◆ Task requirements ◆
Rewrite every line of the items below, including the requests, and raise each polygon outline coordinate in the answers by 57. Omit the pictures from your reply.

Collection entries

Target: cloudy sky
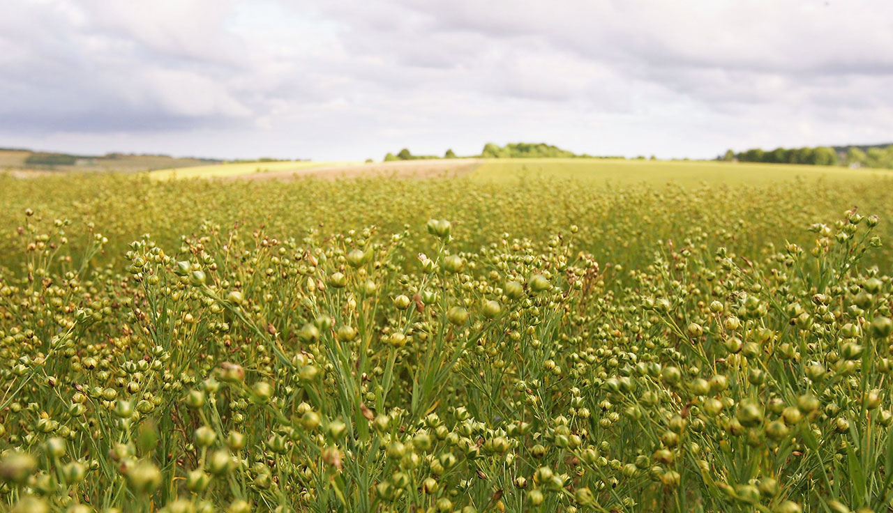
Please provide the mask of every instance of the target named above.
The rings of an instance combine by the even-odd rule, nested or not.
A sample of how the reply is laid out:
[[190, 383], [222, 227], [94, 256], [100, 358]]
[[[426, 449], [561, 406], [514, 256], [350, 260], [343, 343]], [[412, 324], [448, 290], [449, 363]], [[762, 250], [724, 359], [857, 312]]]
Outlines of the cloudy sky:
[[893, 141], [889, 0], [2, 0], [0, 147], [380, 159]]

◆ The reply ◆
Target: cloudy sky
Please provide the mask of every instance of the target named above.
The rings of an instance combine by the even-odd rule, nested or not.
A sample of how the reply is laid out:
[[190, 383], [222, 227], [94, 256], [100, 358]]
[[[426, 449], [561, 406], [514, 256], [350, 260], [343, 343]], [[412, 324], [448, 290], [449, 363]], [[762, 250], [724, 359], [857, 312]]]
Outlines of the cloudy sky:
[[950, 198], [946, 57], [59, 57], [57, 204], [437, 216]]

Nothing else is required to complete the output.